* REQUIRED WORK
Retype all of the data without changing a single word.

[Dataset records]
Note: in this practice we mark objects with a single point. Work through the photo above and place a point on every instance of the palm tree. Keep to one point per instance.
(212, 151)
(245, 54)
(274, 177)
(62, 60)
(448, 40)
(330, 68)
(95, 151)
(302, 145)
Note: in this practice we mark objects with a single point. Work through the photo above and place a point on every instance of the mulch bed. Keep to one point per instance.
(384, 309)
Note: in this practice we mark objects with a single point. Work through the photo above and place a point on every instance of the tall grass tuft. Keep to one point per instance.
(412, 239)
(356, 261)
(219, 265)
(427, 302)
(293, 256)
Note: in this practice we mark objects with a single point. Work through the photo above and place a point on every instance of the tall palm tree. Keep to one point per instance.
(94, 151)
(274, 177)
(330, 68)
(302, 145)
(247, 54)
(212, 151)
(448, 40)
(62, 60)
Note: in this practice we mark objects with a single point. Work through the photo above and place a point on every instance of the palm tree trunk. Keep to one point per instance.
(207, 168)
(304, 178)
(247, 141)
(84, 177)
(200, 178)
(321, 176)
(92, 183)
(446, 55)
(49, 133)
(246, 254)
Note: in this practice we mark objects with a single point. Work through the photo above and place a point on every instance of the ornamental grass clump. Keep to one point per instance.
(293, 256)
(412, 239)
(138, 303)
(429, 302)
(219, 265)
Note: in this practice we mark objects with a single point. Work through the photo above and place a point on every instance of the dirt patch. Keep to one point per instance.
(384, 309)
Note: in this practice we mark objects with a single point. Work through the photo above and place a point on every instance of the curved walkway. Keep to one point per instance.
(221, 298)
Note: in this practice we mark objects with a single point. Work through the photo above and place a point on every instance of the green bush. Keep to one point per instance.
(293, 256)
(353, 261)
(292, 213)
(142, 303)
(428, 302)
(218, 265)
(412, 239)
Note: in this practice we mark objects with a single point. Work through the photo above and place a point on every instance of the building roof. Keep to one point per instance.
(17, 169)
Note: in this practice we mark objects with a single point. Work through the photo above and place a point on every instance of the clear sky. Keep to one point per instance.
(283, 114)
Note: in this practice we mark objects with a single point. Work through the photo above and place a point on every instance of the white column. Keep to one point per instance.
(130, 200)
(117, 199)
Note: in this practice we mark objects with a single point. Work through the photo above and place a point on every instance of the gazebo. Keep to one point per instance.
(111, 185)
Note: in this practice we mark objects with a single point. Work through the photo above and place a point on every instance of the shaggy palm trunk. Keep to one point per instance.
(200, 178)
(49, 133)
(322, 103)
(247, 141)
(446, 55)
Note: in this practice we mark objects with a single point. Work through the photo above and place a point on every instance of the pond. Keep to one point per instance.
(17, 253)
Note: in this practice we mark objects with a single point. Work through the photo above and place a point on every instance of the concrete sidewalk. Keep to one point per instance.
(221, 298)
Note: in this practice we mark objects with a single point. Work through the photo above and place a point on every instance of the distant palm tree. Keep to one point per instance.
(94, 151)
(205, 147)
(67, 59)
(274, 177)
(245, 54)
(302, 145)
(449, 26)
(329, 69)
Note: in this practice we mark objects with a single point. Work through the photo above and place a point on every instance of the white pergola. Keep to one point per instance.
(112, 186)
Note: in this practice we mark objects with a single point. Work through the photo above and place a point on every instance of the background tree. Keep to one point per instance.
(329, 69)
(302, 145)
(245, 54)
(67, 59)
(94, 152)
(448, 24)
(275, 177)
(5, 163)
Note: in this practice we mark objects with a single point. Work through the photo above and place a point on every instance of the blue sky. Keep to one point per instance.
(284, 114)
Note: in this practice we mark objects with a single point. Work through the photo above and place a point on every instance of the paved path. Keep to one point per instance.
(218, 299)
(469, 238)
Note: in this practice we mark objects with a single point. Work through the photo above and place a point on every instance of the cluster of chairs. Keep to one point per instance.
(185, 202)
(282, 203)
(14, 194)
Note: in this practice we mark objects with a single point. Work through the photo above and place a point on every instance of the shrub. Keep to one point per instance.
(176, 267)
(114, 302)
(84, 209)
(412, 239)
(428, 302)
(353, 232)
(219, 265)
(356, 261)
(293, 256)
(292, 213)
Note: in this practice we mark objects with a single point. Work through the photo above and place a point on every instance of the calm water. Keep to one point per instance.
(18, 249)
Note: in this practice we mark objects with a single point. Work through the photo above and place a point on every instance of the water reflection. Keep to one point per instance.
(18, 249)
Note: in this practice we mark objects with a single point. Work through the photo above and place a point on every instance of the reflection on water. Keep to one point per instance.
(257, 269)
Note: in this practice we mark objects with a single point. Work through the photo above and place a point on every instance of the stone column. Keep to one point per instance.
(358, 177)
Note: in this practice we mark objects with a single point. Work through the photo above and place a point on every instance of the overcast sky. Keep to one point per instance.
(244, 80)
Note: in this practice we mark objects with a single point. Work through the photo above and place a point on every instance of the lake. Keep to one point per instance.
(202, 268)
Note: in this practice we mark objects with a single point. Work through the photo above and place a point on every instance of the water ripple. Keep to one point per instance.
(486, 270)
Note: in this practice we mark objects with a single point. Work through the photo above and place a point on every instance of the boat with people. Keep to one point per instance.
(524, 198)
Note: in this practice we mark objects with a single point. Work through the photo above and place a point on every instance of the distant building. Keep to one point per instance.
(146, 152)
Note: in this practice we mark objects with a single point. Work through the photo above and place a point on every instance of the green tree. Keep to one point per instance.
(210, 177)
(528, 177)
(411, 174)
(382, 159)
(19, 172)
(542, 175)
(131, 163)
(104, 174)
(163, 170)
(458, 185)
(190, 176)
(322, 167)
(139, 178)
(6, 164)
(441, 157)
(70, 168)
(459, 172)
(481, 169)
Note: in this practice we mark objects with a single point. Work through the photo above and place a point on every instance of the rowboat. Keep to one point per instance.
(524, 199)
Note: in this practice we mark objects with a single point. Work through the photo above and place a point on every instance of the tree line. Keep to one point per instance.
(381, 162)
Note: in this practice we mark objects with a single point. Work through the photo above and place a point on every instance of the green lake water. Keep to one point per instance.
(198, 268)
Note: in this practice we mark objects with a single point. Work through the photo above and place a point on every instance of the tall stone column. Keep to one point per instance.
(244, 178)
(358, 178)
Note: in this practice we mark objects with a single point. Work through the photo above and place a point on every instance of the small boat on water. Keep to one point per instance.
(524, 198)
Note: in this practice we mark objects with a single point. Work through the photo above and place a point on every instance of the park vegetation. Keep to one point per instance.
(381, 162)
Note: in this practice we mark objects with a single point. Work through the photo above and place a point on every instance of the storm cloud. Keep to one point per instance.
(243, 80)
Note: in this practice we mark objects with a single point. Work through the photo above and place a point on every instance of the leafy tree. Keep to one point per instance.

* YOUR SOLUTION
Note: in this practice we mark objects with a single point. Work through the photo above and place a point on every instance of the palm tree. Keep to one point per instance.
(212, 151)
(245, 54)
(274, 177)
(62, 60)
(448, 40)
(330, 68)
(95, 151)
(302, 145)
Note: in this practice we mark objects with a single point. Work through the photo above and place a point on every instance of the mulch bed. Keep to one point per instance.
(384, 309)
Note: in this practice we mark objects with a single point. Work through the photo above and place a point on every instance of the tall grass tuft. Keep to one point per instance.
(412, 239)
(356, 261)
(219, 265)
(427, 302)
(293, 256)
Note: in this practice we mark objects with a single point. Work through the photo above and place a point on every instance of the tall palm tree. Keep to one point per instance.
(94, 151)
(274, 177)
(330, 68)
(302, 145)
(247, 54)
(212, 151)
(448, 40)
(62, 60)
Note: in this practice we mark objects with a single point. Work through the photo above and place a point on every instance of the palm tree trunk. Keep to one point per instance.
(207, 168)
(304, 178)
(247, 141)
(84, 177)
(200, 178)
(321, 176)
(92, 183)
(446, 55)
(49, 133)
(246, 254)
Note: in this practice we mark objects with a single point. Work through the photo above and place a point on every instance of the ornamental grass clump. Keep to one point per instance.
(293, 256)
(412, 239)
(138, 303)
(429, 302)
(219, 265)
Note: in this practice we mark objects with a single point. Work through the photo above and place a point on every instance of the dirt patch. Keep to one point per instance.
(384, 309)
Note: in this practice we mark objects with a single point. Work through the photo above and place a point on every instance of the curved walkway. Keep to one point per instance.
(221, 298)
Note: in this practice we mark objects with a single point. Work through the photo above and place a point on every instance of the green bush. Keep to one point per instance.
(293, 256)
(353, 261)
(292, 213)
(142, 303)
(428, 302)
(218, 265)
(412, 239)
Note: in this practice we mark objects with a single point. Work through the photo above and place a point on every instance of the building roof. Keep to one point per instance.
(17, 169)
Note: in this practice we mark objects with a single point. Work through the photo above and place a point on every instance of the clear sky. Keep to one point per instance.
(283, 114)
Note: in this practice we mark objects with a single point. Work through the photo above and place a point on every instance of the white column. Keep to one point per instance.
(130, 200)
(117, 199)
Note: in this practice we mark objects with a single point. Work through the photo above and place a point on every instance of the gazebo. Keep to one point per instance.
(111, 185)
Note: in this practice we mark objects with a single point. Work through the photo above and place a point on every instance of the shaggy palm trunk. Keep to one point per instance.
(200, 178)
(49, 133)
(322, 103)
(247, 141)
(446, 55)
Note: in this practice we mark objects with a single point. Work through the photo above and place a point on every instance of the pond. Keep to one point per instance.
(17, 253)
Note: in this practice we mark objects with a single point. Work through the photo above and place a point on every instance of the concrete sidewalk. Keep to one point per instance.
(221, 298)
Note: in this practice we mark objects with a single point. Work through the photo above and place a point on every instance of the distant palm tree. Keep to one point per instance.
(94, 151)
(205, 147)
(67, 59)
(274, 177)
(245, 54)
(302, 145)
(449, 26)
(329, 69)
Note: in this practice we mark objects with a single point. Work through the photo above and place a point on every instance of the white pergola. Keep to one point per instance.
(112, 186)
Note: in this practice we mark objects with a single point. Work through the photo above and place a point on every instance of the background tree. Keep to one point per instance.
(329, 69)
(302, 145)
(245, 54)
(67, 59)
(94, 152)
(448, 24)
(275, 177)
(5, 163)
Note: in this practice we mark objects with a single point. Work through the photo above and place a point on every instance of the blue sky. Keep to one point per instance.
(284, 114)
Note: in this practice we mark objects with a single point. Work through the photo above and place a point on every instance of the paved path. Keep to one point per instance.
(218, 299)
(469, 238)
Note: in this practice we mark objects with a single point. Work through the photo above and place a point on every instance of the cluster of chairs. Keep to one point per instance.
(185, 202)
(282, 203)
(14, 194)
Note: in this practice we mark objects with a single point. Work through the photo above and place a point on every instance of the shrub. Keep to one point per instance.
(176, 267)
(114, 302)
(84, 209)
(412, 239)
(428, 302)
(353, 232)
(219, 265)
(356, 261)
(293, 256)
(292, 213)
Note: in this practice we mark objects with a single point. Work through the photo above and place a point on every instance of the calm water. Keep to one point per instance.
(18, 249)
Note: in this practice we mark objects with a single point. Work through the photo above and place a point on every instance of the water reflection. Keep to one point per instance.
(18, 249)
Note: in this practice we mark objects with a single point. Work through the photo above and place a point on every instance of the reflection on water. Keep to one point per instance.
(257, 269)
Note: in this practice we mark objects with a single point. Work through the photo above and place a point on every instance of the stone column. Keep to one point per instance.
(358, 177)
Note: in this practice we mark objects with a single point. Work through the photo above and place a point on every instance of the overcast sky. Keep to one point per instance.
(244, 80)
Note: in this practice we mark objects with a single point. Work through the photo above and place a point on every instance of the lake. Keep to one point per instance.
(202, 268)
Note: in this practice we mark objects with a single point. Work through the photo above and place a point on every instance of the water ripple. Keep to one point per instance.
(486, 270)
Note: in this practice we mark objects with a single point. Work through the photo above and place a point on every instance of the boat with people. Keep to one point per instance.
(524, 198)
Note: in this practice we mark objects with a single point. Work through the photo above and place a point on every instance of the distant building. Keep to one point per instance.
(146, 152)
Note: in this practice we mark objects with a single point. Work through the photo above and place a point on every instance of the green tree. Keep to one point per instance.
(210, 177)
(528, 177)
(411, 174)
(382, 159)
(19, 172)
(542, 175)
(131, 163)
(104, 174)
(163, 170)
(458, 185)
(190, 176)
(322, 167)
(139, 178)
(6, 164)
(441, 157)
(70, 168)
(459, 172)
(481, 169)
Note: in this practice we mark objects with a single point. Work through the photo above and place a point on every instance of the rowboat. Keep to one point per instance.
(524, 199)
Note: in this practice we mark objects with a single point. Work through the photo above and place a point on every instance of the tree line. Keep to one point per instance.
(381, 162)
Note: in this practice we mark objects with a single point. Work through the photo above and place a point on every instance of the green lake water. Keep to one point per instance.
(198, 268)
Note: in this practice we mark objects with a single point. Work through the photo above and place a point on every instance of the tall stone column. Keep to one point per instance.
(244, 178)
(358, 178)
Note: in this practice we mark objects with a single point. Work through the photo above and place a point on every instance of the small boat on water. Keep to one point per instance.
(524, 198)
Note: in this practice we mark objects with a single point. Work through the photo above and place a point on every instance of the park vegetation. Keep to one point per instance.
(381, 162)
Note: in this practice we mark objects with a single point. Work through the photo above and place a point on every instance of the storm cloud. Keep to one point per instance.
(243, 80)
Note: in this practice we mark objects with a single point. Work through the photo above and place a point on every instance of the leafy tree. Keep to one point per instance.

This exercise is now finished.